# [WHAT THE TASK REQUIRES]
Please report each line of the data below that contains "rock".

START THE DATA

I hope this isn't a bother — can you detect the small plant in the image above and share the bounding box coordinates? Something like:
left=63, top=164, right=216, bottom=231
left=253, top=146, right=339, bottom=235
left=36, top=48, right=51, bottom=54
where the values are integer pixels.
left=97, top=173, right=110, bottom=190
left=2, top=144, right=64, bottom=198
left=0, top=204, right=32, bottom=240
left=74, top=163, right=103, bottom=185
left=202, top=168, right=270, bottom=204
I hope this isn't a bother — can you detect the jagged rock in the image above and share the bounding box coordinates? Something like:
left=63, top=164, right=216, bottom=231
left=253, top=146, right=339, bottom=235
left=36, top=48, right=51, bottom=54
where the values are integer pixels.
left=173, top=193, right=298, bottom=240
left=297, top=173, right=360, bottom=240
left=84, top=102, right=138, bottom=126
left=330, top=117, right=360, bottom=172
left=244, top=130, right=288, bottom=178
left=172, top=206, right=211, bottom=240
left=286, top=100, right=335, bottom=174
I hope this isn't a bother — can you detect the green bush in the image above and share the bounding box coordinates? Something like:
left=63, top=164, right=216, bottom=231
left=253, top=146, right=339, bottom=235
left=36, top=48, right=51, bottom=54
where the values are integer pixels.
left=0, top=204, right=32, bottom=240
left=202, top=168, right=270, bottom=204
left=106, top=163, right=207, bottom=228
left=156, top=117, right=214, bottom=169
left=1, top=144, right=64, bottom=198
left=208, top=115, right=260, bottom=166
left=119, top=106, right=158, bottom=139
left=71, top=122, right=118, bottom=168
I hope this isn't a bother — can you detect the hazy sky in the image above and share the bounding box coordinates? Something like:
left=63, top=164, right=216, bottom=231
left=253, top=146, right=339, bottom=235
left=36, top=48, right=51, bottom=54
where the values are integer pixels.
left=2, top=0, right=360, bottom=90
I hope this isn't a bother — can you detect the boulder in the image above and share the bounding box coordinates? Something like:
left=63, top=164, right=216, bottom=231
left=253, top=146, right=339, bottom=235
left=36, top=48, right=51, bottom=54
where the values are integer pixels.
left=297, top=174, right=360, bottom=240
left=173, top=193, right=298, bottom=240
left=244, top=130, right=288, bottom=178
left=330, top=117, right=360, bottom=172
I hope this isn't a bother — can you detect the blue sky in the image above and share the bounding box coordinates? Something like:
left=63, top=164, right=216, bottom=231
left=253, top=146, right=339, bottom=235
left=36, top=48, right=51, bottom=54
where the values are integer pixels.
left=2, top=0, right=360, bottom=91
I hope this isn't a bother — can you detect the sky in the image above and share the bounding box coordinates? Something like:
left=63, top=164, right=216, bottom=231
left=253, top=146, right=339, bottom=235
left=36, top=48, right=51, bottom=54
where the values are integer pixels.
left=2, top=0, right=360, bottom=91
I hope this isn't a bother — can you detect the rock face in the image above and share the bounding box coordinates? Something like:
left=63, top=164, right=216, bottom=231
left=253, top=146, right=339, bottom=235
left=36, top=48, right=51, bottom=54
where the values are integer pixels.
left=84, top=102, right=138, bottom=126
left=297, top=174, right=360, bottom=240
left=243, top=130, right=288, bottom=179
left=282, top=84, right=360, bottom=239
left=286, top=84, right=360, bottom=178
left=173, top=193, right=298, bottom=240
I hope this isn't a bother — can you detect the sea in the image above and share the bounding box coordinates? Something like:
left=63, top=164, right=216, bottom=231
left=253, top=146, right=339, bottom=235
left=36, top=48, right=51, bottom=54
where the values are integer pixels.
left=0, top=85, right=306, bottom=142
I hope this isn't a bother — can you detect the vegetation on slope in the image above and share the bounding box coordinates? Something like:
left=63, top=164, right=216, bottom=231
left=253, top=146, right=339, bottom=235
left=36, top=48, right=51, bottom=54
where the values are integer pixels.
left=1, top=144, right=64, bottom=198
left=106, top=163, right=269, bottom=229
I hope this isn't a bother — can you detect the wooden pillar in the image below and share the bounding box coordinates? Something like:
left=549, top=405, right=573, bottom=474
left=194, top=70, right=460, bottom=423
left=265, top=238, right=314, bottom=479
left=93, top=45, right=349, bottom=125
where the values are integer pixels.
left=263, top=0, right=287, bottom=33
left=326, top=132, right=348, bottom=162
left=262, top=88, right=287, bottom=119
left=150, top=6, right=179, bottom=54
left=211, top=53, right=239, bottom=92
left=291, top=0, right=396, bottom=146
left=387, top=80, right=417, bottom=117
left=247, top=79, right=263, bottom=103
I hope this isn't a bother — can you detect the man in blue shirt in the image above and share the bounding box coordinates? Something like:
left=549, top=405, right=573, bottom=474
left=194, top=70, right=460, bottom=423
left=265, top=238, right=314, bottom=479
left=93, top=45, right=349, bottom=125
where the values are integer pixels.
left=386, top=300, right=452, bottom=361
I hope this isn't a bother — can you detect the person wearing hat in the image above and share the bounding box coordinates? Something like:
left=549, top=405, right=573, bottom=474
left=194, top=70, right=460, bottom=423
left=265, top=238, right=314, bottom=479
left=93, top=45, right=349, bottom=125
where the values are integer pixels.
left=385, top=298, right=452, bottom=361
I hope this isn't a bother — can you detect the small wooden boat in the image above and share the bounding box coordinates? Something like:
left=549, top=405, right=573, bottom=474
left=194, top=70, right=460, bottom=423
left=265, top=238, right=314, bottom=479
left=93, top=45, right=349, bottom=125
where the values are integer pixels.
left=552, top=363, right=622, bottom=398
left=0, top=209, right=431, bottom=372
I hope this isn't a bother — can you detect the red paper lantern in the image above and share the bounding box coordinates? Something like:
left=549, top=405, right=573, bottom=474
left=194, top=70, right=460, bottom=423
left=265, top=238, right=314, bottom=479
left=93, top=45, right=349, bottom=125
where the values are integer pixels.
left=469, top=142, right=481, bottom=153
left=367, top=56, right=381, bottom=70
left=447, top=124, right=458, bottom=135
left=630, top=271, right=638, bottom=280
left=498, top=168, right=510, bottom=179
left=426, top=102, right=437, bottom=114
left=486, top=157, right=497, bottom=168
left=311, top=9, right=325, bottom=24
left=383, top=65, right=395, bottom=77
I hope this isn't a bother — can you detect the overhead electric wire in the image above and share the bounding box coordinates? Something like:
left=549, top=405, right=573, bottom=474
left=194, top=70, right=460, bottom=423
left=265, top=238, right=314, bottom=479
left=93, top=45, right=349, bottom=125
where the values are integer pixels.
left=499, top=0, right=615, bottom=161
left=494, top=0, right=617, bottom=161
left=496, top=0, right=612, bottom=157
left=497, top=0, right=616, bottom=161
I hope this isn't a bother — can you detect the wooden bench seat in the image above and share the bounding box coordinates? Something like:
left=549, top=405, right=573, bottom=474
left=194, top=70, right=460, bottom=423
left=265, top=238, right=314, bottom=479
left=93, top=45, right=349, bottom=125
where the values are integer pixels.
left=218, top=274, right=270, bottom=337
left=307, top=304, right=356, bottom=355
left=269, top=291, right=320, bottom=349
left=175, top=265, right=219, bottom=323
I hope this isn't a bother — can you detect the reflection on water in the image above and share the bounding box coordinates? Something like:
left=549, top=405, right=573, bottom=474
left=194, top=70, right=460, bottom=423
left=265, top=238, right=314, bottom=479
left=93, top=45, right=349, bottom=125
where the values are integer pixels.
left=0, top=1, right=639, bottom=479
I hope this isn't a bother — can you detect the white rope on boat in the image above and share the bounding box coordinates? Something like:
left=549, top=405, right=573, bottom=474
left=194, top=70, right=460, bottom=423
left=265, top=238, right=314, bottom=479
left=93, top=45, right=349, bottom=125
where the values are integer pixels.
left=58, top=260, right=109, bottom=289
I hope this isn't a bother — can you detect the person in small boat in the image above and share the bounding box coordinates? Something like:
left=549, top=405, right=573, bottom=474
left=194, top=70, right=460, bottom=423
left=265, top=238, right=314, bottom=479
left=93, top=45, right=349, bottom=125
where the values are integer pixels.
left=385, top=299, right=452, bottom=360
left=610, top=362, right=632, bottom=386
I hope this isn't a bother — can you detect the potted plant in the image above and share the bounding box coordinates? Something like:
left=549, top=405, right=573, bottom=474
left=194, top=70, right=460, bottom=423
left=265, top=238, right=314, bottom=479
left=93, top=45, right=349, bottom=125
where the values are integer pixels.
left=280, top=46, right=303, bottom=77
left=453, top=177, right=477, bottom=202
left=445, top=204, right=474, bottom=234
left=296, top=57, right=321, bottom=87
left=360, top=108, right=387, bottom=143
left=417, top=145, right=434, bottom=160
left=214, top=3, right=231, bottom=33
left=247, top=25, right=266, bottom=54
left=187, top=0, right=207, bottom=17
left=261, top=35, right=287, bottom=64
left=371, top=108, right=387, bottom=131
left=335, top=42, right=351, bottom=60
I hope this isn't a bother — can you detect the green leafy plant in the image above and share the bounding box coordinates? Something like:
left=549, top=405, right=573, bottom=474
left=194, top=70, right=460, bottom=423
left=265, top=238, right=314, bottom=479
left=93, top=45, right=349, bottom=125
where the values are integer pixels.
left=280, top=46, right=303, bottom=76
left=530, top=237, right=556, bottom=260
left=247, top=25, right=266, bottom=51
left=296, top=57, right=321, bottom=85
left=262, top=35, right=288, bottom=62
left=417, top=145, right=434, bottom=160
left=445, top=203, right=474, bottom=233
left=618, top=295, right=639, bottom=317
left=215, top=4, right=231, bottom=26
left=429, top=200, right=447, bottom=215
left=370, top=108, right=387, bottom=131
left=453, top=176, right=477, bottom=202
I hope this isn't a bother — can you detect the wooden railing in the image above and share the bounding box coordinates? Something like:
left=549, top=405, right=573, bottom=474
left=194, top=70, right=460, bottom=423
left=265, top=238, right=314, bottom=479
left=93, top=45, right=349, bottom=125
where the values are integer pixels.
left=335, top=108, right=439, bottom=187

END THE DATA

# [SOLUTION FOR THIS PROBLEM]
I hope this isn't a bother — can you detect the jagged rock in the image above and share the bounding box coordinates? Something like:
I hope this isn't a bother — can you detect the rock face in the image above and share the bounding box coordinates? Something like:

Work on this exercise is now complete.